SELECTED TEXT.
>>>

Mercado de la Merced
This is it, Mexico City’s largest market. Plan to spend the better part of the day here, wandering throughout a market so large it has its own little neighborhoods. There are areas devoted to teetering piles of nopales cacati leaves, delicious tacos de guisado, adventurous snacks, like ant eggs and more. This is also a good place to find kitchen gadgets you may not find at home, like molcajetes and metates (mortar and pestle). Find the Mercado de la Merced east of the main zócalo, north of the boulevard Fray Servando Teresa de Mier. Open Sunday – Saturday, 6 AM-7 PM.

 

Bottega Culinaria
If your favorite souvenirs are the edible kind, stop by Bottega Culinaria before heading to the airport. Gift a foodie friend with sal de gusano (sea salt infused with the ground worms from Mexican agave) or grab some Ancho Reyes (a chile-ancho liqueur) for your next cocktail party. Mexican vanilla and chili chocolates are traditional favorites. Open Monday – Saturday, 9 AM-11 PM; Sunday, 9 AM-10 PM.

 

El Bazaar Sabado
Stroll through this Saturday market that appeals to all ages and all tastes. It’s located in San Angel, in the south of the city, and has a sweet neighborhood feel to it. This artisan market brims with handmade jewelry, textiles and crafts – and a lot of art. There are spice stalls, blown glass and sculptures. Grab a quesadilla and a beer and lose yourself in a traditional Mexican Saturday afternoon at the market. Street musicians and performers add to the lively atmosphere. Open Saturday, 9 AM-6 PM.

<<<

GIVEN REQUEST. Extend the Mexico City markets and shops guide above, picking up after its final sentence.

STORED DATA.
>>>

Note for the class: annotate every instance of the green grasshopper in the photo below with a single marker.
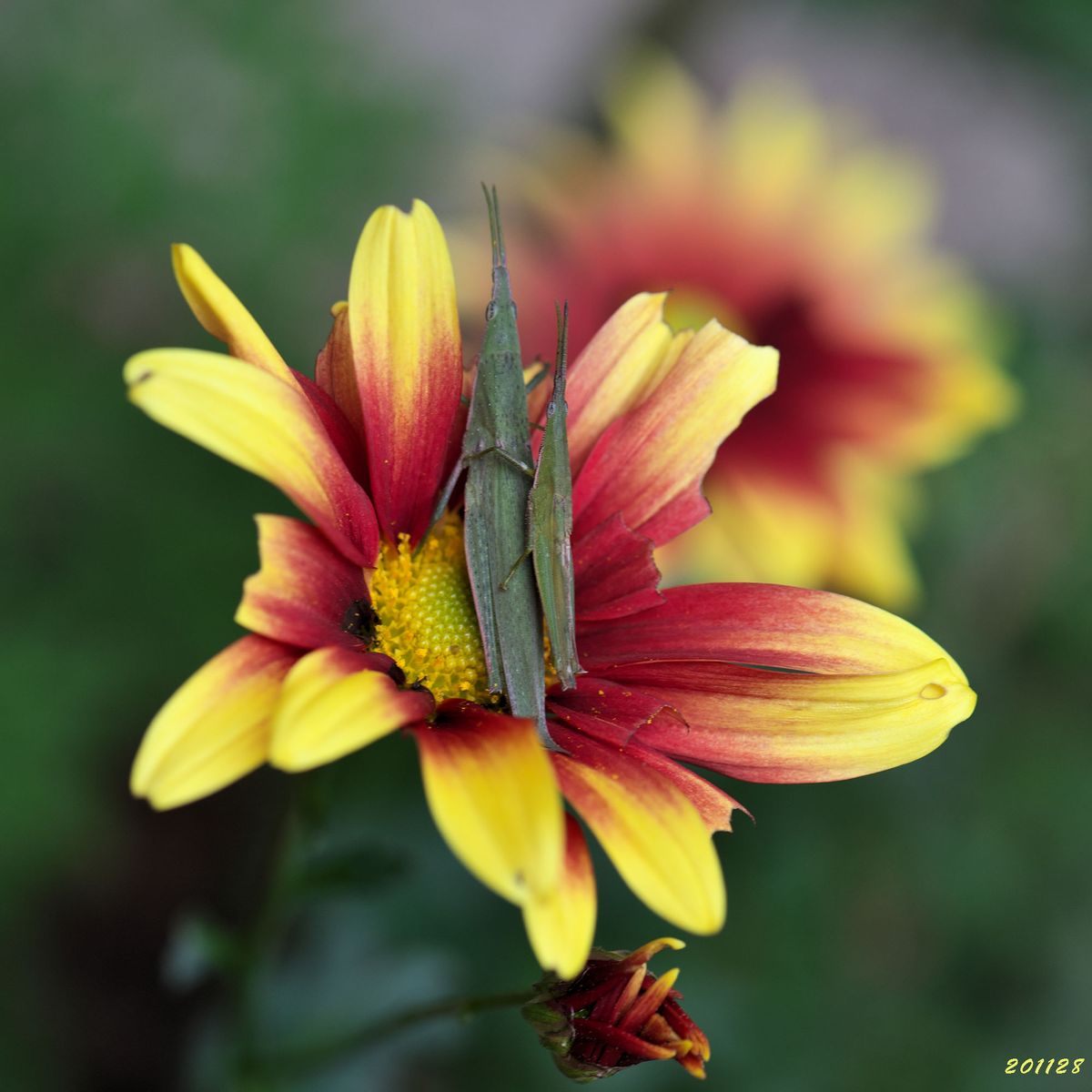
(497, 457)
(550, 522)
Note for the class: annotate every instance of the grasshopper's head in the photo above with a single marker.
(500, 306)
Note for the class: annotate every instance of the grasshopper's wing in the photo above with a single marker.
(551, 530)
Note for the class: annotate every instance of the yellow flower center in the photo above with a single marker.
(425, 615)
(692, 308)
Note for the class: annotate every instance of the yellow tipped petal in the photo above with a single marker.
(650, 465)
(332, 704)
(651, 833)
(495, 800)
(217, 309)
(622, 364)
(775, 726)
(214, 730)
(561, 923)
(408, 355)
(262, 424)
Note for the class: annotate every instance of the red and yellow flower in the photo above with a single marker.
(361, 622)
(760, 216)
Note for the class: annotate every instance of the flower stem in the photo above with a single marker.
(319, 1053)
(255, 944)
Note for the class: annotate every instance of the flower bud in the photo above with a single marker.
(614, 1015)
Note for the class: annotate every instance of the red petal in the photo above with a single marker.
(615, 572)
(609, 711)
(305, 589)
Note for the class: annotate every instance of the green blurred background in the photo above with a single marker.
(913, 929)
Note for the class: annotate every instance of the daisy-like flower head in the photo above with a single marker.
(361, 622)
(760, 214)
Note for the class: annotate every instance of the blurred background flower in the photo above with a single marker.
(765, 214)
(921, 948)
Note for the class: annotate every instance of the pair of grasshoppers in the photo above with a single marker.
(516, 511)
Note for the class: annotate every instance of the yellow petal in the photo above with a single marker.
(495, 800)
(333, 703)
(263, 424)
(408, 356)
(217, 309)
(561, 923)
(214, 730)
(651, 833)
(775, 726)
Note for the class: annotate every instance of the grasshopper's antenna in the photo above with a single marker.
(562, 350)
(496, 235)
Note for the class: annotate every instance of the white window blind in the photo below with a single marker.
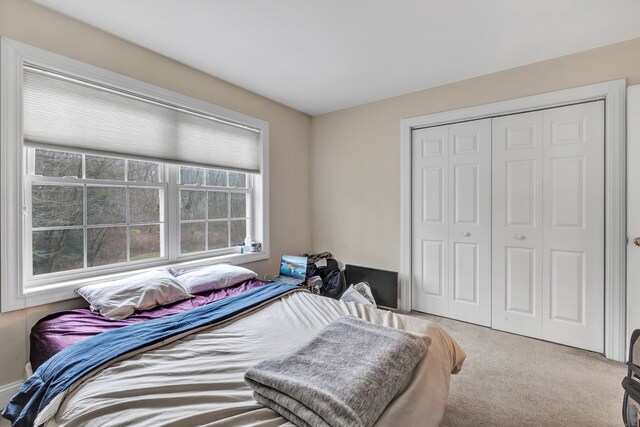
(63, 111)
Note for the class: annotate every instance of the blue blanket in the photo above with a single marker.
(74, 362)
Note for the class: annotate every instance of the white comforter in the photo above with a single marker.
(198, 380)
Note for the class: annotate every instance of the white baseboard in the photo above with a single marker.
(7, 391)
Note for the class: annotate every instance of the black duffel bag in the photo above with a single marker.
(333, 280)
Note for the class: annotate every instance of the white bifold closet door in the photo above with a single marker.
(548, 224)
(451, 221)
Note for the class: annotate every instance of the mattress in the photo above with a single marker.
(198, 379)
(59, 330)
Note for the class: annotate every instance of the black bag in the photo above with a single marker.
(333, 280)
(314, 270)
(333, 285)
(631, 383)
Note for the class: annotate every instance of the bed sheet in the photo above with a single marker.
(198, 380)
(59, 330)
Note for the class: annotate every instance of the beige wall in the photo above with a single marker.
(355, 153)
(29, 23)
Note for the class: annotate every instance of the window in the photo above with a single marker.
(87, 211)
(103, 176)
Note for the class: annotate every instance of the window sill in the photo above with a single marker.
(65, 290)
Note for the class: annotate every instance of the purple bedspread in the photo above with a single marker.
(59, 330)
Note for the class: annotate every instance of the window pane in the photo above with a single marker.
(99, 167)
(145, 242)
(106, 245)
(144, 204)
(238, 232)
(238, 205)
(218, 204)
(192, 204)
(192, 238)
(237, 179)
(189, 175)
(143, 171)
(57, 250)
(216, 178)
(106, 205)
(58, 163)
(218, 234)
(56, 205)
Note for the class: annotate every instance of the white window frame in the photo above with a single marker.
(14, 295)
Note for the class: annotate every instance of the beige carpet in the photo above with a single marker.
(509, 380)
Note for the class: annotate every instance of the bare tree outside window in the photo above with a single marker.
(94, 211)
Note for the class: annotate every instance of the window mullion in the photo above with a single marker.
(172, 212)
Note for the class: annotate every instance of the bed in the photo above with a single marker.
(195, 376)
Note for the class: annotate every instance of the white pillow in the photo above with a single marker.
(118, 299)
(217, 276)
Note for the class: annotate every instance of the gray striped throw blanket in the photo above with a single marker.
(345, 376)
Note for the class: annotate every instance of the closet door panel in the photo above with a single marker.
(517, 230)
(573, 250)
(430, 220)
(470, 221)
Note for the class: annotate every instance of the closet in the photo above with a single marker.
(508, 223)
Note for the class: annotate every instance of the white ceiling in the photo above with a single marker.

<<<

TASK OUTPUT.
 

Tianguis de Condesa
If it’s Tuesday, make your way to west Condesa, where three blocks of side streets are blocked off to make way for this tidy little farmers’ market. It’s a bit pricier due to its location, but worth a stop for the wild mushrooms, farm-fresh eggs, avocados, meat and fruit.

 

Mercado Roma
This fun three-story market plays right into the gentrification of the neighborhood, but it’s hard not to love it for its convivial appeal. Hang out in the rooftop beer garden or shop for Spanish wines and expensive cheeses. The street food represents restaurants around the city, so you can grab tapas, tacos and coffee.

 

Milan 44
A market for a new generation of Mexico City residents, Milan 44 is as modern a market as they come. A local microbrewery, Cru Cru, runs the rooftop bar and there are healthy-as-it-gets acai bowls and green juices on sale at Ojo de Agua. Up-and-coming restaurateurs have a few mini food stalls that you’ll want to check out, and if the mood strikes, pull up a chair at the sushi bar.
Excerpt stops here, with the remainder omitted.